** Selected text **

---*---

February 11, 2010

Giving Birth to Myself

Posted in Academia, birthing, feminism, feminist journey, Patriarchy, school and academics, Self Image tagged , , , , , at 6:36 pm by Gina Messina

As a woman in graduate school I have had very little confidence in my abilities.  Every time I entered a classroom I immediately began to judge myself as the least intelligent person in the room.  I was certainly a victim of the “imposter” syndrome, believing that I just did not belong and that eventually someone would realize they made a mistake in admitting me to the program.  As time went on I noticed that in smaller classes that were largely female I was more open to feeling part of the class and willing to participate in discussions.  However in classes that had large male populations my feelings of inferiority would quickly take me over and it was painful for me to offer any comment whatsoever.  Unfortunately, I was half way through my first year of my doctoral program before I realized that I was allowing myself to be intimidated by men and feel inferior to them as a result of being raised in a patriarchal culture. 

Within my own family, as a girl, I was encouraged to just “pass” my classes and move on because my role in life was to be a wife and a mother.  My grades were not important and finishing high school seemed to be just a formality.  My mom often told me “I hope you find a nice man to marry to take care of you, smarts just isn’t your thing.”  I know, it sounds horrible, and it is, but she meant it in the nicest way possible, especially since she was given the same message her entire life.

That being said, my brother was always encouraged in his academic pursuits, he was a straight “A” student and the family was overjoyed when he was accepted to UCLA.  As a male his role was to achieve great things and his goals were valued.  He was the one that would have an important role in our society.  While there were great expectations for my brother, there was very little expected of me.

---*---

** Challenge 1 **
Copy all of the records below word for word, from the first line to the last.
** Challenge 2 **
Pick up the "Giving Birth to Myself" post after its final sentence and keep writing it.

** Task data **
---*---

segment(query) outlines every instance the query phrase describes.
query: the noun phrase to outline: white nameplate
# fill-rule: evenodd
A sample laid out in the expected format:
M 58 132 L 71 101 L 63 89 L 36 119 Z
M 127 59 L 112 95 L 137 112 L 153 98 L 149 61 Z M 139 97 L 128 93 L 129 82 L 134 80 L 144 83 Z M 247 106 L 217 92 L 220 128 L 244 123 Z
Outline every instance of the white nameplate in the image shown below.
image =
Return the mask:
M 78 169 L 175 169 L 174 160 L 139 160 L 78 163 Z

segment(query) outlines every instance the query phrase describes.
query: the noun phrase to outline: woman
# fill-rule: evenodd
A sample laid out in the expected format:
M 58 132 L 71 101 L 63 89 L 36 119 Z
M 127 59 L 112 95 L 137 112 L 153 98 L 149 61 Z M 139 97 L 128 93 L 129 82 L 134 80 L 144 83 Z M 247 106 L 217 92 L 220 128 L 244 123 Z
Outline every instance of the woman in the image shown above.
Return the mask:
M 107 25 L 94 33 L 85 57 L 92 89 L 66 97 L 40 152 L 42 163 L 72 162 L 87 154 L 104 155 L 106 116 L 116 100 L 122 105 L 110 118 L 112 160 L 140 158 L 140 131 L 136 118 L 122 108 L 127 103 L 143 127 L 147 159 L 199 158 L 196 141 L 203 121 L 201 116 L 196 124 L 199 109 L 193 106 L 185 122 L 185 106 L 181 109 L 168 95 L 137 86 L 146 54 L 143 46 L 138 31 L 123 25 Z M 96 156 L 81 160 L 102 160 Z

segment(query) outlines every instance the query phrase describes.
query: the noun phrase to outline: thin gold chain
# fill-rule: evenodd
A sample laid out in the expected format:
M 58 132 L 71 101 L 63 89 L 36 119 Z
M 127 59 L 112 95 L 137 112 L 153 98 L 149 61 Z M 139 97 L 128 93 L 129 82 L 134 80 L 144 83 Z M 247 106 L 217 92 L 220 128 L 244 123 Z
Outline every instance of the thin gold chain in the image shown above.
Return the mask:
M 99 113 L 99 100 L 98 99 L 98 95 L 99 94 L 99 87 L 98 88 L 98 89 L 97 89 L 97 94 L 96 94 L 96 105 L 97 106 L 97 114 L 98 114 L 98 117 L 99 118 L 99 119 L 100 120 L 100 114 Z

---*---

** Reply 1 **
segment(query) outlines every instance the query phrase describes.
query: the noun phrase to outline: white nameplate
# fill-rule: evenodd
A sample laid out in the expected format:
M 58 132 L 71 101 L 63 89 L 36 119 Z
M 127 59 L 112 95 L 137 112 L 153 98 L 149 61 Z M 139 97 L 128 93 L 129 82 L 134 80 L 144 83 Z M 247 106 L 217 92 L 220 128 L 244 123 Z
Outline every instance of the white nameplate in the image shown below.
image =
Return the mask:
M 78 169 L 175 169 L 174 160 L 139 160 L 78 163 Z

segment(query) outlines every instance the query phrase describes.
query: the noun phrase to outline: woman
# fill-rule: evenodd
A sample laid out in the expected format:
M 58 132 L 71 101 L 63 89 L 36 119 Z
M 127 59 L 112 95 L 137 112 L 153 98 L 149 61 Z M 139 97 L 128 93 L 129 82 L 134 80 L 144 83 Z M 247 106 L 217 92 L 220 128 L 244 123 Z
Outline every instance of the woman in the image shown above.
Return the mask:
M 107 25 L 94 33 L 85 57 L 92 89 L 66 97 L 40 152 L 42 163 L 72 162 L 87 154 L 104 155 L 106 116 L 116 100 L 122 105 L 110 118 L 112 160 L 140 158 L 140 131 L 136 118 L 122 108 L 127 103 L 143 127 L 147 159 L 199 158 L 196 141 L 203 121 L 201 116 L 196 124 L 199 109 L 193 106 L 185 122 L 185 106 L 181 109 L 168 95 L 137 86 L 146 54 L 143 46 L 138 31 L 123 25 Z M 96 156 L 81 160 L 102 160 Z

segment(query) outlines every instance the query phrase describes.
query: the noun phrase to outline: thin gold chain
# fill-rule: evenodd
A sample laid out in the expected format:
M 58 132 L 71 101 L 63 89 L 36 119 Z
M 127 59 L 112 95 L 137 112 L 153 98 L 149 61 Z M 139 97 L 128 93 L 129 82 L 134 80 L 144 83 Z M 247 106 L 217 92 L 220 128 L 244 123 Z
Outline every instance of the thin gold chain in the image shown above.
Return the mask:
M 99 113 L 99 100 L 98 99 L 98 95 L 99 94 L 99 87 L 98 88 L 98 89 L 97 89 L 97 94 L 96 94 L 96 105 L 97 106 L 97 114 L 98 114 L 98 117 L 99 118 L 99 119 L 100 120 L 100 114 Z

** Reply 2 **
It astonishes me that I was in a doctoral program and in my 30’s by the time I made this connection.  It was so embedded in me that I was second rate that even as I was achieving great things in graduate school I could never recognize myself as being on par with my male as well as some of my female classmates.  Once I made this realization, I was able to pay attention to it and work on my overall confidence.

Early on in my graduate career I often thought I would never make a good scholar.  I felt overwhelmed and incapable of achieving anything that would be noteworthy in a world of brilliance.  However, now that I have realized where my confidence issues have come from and that it is not my work that is inferior I have been able to encourage myself if many ways and grow as a person, woman, and academic.  Instead of hiding in the background I have started stepping forward.  I am motivated to demonstrate my true abilities and so I am putting myself out there.  I will be presenting at my first conference in March, submitted an article for publication (which I am still waiting for an answer on), and I have created files of ideas I intend to pursue that I believe will impact the academic and greater community.  It is exciting to finally have confidence and know that I am capable of those things I thought were impossible for so long.

I have stopped allowing myself to feel inadequate and have started encouraging my creative and scholarly abilities.  Making the realization that my confidence issues were imposed and not warranted changed so much for me; I have grown into an entirely different person.  Through my own hard work and dedication to moving past the limits that have been forced upon me all my life, I have given birth to myself, and I love her.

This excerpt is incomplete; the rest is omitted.